> [What to work on]
Look below for the line containing "Find every instance of the crowd". Reproduce it and every line after it exactly, and nothing more.

[Extracted information — start]

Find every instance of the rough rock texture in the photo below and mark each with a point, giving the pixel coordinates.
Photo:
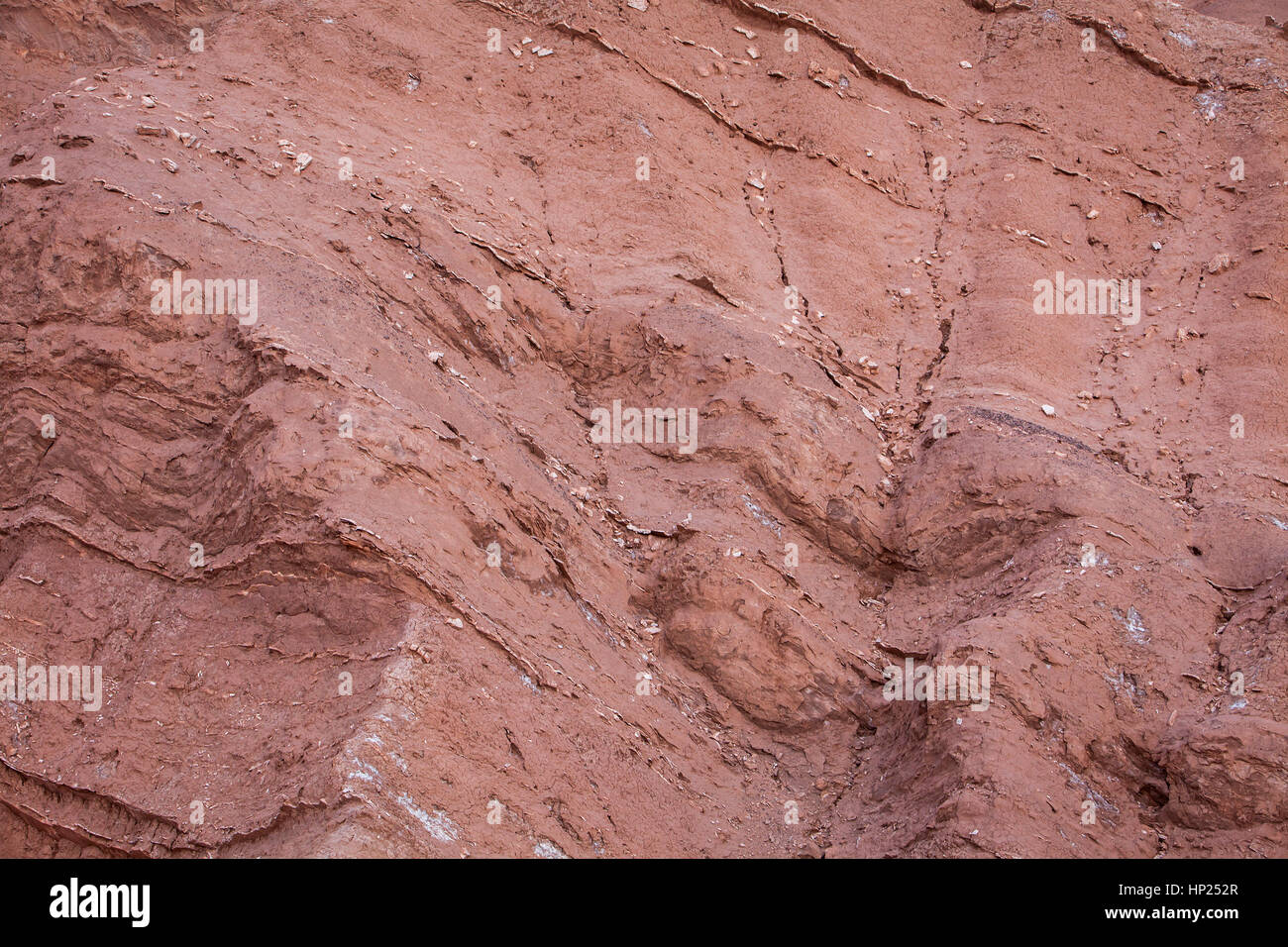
(567, 647)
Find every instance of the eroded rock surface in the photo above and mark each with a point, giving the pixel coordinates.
(362, 578)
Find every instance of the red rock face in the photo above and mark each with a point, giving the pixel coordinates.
(617, 401)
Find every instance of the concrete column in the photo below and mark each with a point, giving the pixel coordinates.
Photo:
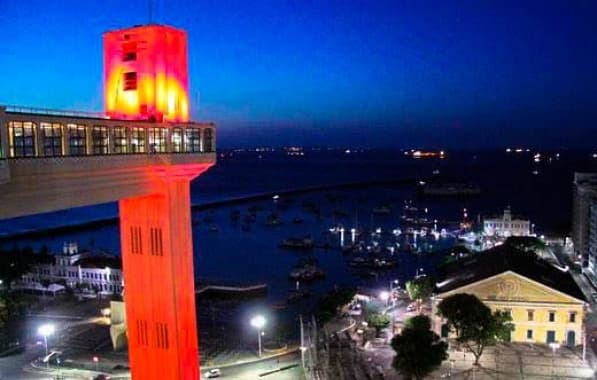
(157, 254)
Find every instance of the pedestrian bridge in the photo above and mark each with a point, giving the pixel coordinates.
(52, 160)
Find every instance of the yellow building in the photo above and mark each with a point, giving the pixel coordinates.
(545, 303)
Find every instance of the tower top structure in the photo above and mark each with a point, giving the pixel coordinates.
(146, 73)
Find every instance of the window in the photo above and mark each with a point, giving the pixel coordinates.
(162, 335)
(77, 139)
(129, 81)
(129, 52)
(137, 140)
(99, 137)
(176, 140)
(157, 140)
(208, 143)
(51, 136)
(120, 140)
(21, 136)
(193, 140)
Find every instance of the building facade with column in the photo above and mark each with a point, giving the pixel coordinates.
(545, 303)
(506, 225)
(583, 214)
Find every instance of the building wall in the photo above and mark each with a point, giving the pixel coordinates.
(584, 195)
(105, 280)
(506, 226)
(541, 324)
(519, 295)
(592, 241)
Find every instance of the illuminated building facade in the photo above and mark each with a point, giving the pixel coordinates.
(143, 151)
(584, 198)
(145, 73)
(505, 226)
(544, 302)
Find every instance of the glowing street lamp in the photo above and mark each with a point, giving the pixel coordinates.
(258, 322)
(384, 296)
(45, 331)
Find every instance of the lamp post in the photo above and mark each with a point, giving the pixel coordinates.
(384, 296)
(258, 322)
(45, 331)
(419, 270)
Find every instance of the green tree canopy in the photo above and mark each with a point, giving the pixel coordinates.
(474, 324)
(419, 351)
(419, 288)
(378, 321)
(330, 303)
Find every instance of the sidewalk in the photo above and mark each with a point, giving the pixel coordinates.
(252, 359)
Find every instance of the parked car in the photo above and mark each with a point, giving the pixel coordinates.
(213, 373)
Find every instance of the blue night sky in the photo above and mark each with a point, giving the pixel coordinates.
(367, 73)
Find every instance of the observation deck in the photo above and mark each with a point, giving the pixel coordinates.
(52, 160)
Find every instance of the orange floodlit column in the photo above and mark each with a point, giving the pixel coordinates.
(159, 295)
(145, 73)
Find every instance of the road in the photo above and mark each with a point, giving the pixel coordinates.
(258, 370)
(13, 367)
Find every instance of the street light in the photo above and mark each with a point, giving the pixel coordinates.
(384, 296)
(45, 331)
(258, 322)
(417, 275)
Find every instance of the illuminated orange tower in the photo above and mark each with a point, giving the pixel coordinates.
(145, 73)
(146, 79)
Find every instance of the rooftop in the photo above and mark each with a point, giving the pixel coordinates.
(100, 262)
(502, 259)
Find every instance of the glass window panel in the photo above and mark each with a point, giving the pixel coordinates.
(137, 140)
(192, 140)
(157, 140)
(120, 140)
(208, 143)
(51, 135)
(100, 139)
(77, 139)
(177, 140)
(21, 136)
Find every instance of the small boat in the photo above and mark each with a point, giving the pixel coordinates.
(307, 272)
(297, 243)
(382, 210)
(273, 220)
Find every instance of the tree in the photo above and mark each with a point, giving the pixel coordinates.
(330, 303)
(419, 351)
(378, 321)
(473, 322)
(419, 289)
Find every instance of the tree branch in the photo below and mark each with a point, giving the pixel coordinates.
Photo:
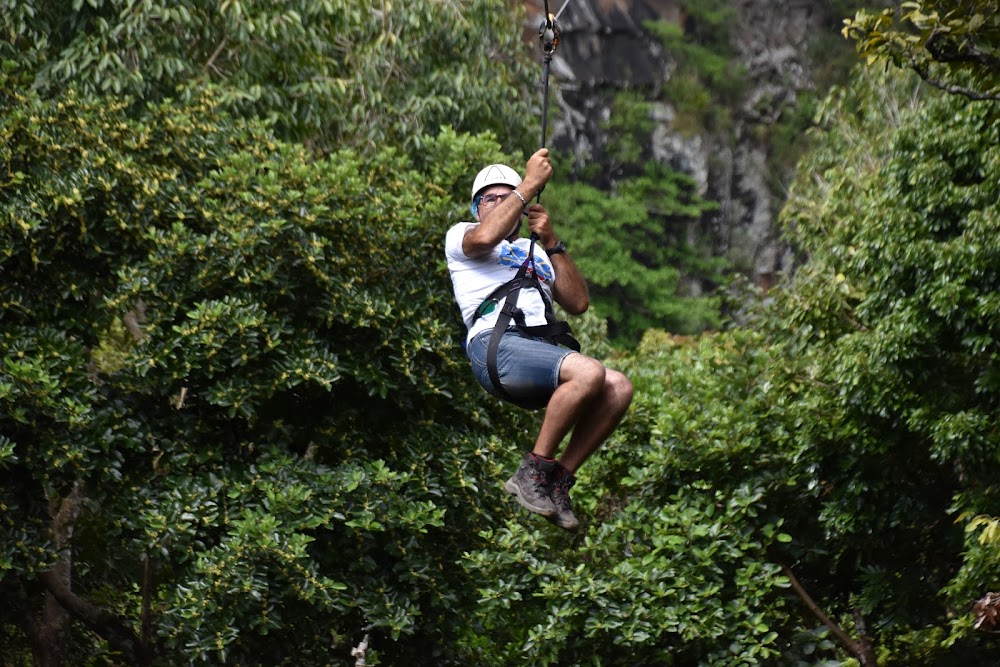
(860, 650)
(106, 624)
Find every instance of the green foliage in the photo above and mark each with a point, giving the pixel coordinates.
(634, 247)
(951, 44)
(894, 319)
(334, 73)
(245, 362)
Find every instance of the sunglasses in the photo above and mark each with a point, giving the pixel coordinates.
(492, 200)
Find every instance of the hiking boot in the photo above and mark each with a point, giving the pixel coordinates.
(530, 484)
(562, 481)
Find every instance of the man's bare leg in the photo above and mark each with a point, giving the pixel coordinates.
(590, 397)
(598, 421)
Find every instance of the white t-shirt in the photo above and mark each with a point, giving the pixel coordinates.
(475, 279)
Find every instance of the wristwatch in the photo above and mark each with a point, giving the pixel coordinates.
(556, 249)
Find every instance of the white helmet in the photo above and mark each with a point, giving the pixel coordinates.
(495, 174)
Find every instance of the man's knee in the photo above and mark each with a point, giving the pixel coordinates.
(620, 387)
(588, 373)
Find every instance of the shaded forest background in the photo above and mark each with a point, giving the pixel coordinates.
(237, 426)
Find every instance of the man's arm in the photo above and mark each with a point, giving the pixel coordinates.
(570, 289)
(500, 223)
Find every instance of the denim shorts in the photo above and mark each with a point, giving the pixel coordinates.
(528, 367)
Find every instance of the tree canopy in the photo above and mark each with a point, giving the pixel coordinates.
(236, 426)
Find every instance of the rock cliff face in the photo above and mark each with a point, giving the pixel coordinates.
(607, 46)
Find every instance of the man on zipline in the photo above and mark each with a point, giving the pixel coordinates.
(489, 262)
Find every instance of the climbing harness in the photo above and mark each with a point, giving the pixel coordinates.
(555, 331)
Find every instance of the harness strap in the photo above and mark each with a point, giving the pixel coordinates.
(556, 331)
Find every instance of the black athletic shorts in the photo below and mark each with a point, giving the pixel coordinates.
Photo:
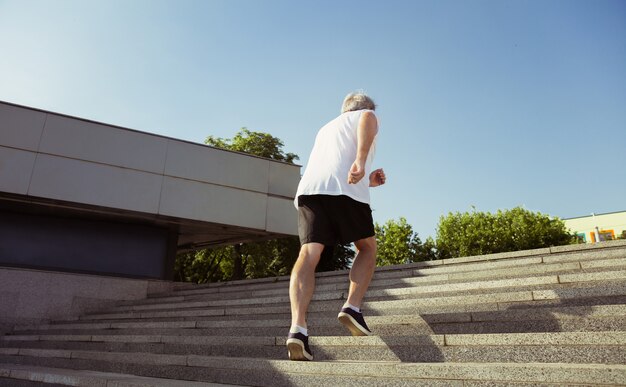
(329, 220)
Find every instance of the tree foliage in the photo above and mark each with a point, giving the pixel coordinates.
(398, 243)
(477, 233)
(259, 259)
(254, 143)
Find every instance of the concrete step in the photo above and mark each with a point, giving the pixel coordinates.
(562, 347)
(264, 372)
(549, 319)
(456, 305)
(482, 286)
(523, 268)
(12, 374)
(435, 273)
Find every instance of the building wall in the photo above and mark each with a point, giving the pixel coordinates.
(609, 226)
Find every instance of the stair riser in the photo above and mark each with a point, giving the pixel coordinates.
(587, 259)
(541, 309)
(423, 354)
(438, 295)
(268, 373)
(597, 324)
(514, 268)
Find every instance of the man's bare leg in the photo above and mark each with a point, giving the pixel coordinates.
(302, 283)
(362, 270)
(360, 277)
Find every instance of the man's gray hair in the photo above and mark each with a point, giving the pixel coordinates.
(357, 100)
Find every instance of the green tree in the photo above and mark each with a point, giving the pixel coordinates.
(254, 143)
(477, 233)
(254, 259)
(398, 244)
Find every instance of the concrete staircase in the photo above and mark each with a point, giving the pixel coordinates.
(554, 316)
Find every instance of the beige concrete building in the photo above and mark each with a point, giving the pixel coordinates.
(598, 227)
(88, 197)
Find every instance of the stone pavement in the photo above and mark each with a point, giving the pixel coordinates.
(554, 316)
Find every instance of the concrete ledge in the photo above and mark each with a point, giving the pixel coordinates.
(35, 297)
(49, 375)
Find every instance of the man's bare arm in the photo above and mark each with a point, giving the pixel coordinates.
(366, 132)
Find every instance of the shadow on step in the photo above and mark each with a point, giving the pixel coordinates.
(561, 315)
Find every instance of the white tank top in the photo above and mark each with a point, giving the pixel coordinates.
(332, 156)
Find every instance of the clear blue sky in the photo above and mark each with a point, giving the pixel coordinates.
(492, 104)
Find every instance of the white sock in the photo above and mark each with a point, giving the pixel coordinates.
(354, 308)
(299, 329)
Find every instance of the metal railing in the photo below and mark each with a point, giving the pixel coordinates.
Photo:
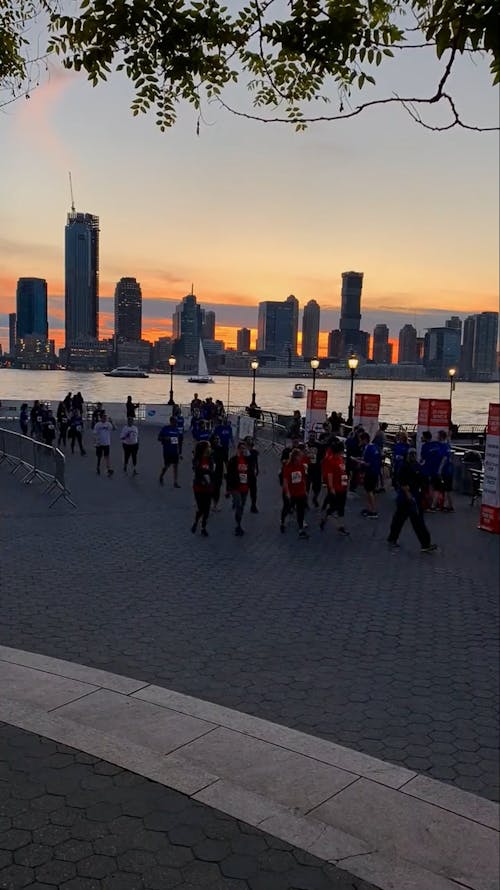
(35, 460)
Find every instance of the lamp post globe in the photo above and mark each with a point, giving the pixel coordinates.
(253, 365)
(352, 364)
(314, 365)
(171, 363)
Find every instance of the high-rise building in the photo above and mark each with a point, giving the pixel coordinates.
(310, 330)
(31, 308)
(382, 353)
(441, 351)
(81, 277)
(243, 340)
(277, 327)
(187, 328)
(467, 350)
(407, 350)
(485, 346)
(208, 324)
(128, 310)
(334, 347)
(454, 322)
(12, 333)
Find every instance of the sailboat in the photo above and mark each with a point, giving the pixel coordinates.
(202, 376)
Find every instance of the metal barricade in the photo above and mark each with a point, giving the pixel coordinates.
(37, 461)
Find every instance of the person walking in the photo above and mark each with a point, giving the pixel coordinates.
(129, 437)
(75, 431)
(337, 482)
(295, 490)
(237, 484)
(253, 472)
(102, 433)
(169, 438)
(24, 418)
(410, 485)
(203, 469)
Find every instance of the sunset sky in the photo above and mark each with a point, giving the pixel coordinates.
(248, 212)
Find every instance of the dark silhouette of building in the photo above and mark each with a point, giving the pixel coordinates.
(128, 310)
(310, 329)
(278, 327)
(243, 340)
(407, 349)
(81, 277)
(382, 350)
(31, 308)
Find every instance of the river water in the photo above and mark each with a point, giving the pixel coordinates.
(398, 399)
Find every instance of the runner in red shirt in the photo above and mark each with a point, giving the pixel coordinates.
(295, 490)
(337, 482)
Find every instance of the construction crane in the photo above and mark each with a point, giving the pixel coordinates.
(71, 192)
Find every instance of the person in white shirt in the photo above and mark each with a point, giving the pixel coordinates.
(102, 433)
(130, 440)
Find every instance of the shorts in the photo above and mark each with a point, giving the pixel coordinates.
(370, 481)
(170, 460)
(336, 503)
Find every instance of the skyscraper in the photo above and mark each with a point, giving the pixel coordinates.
(441, 351)
(31, 308)
(208, 324)
(310, 330)
(187, 326)
(128, 310)
(82, 277)
(277, 327)
(243, 340)
(407, 351)
(12, 333)
(381, 348)
(485, 346)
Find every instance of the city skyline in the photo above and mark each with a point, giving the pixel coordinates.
(252, 213)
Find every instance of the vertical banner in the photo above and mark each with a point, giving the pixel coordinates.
(489, 517)
(316, 410)
(433, 415)
(366, 410)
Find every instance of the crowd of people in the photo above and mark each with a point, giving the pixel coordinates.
(318, 471)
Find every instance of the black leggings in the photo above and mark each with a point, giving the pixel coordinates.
(203, 501)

[Extracted information — finish]

> [Problem solution]
Find every instance of the crowd of people in the photo above and mark each with a point, giving the pixel coordinates.
(318, 471)
Find every instance of the black leggings in the photo above and mark each with a point, giving the pixel coordinates.
(203, 501)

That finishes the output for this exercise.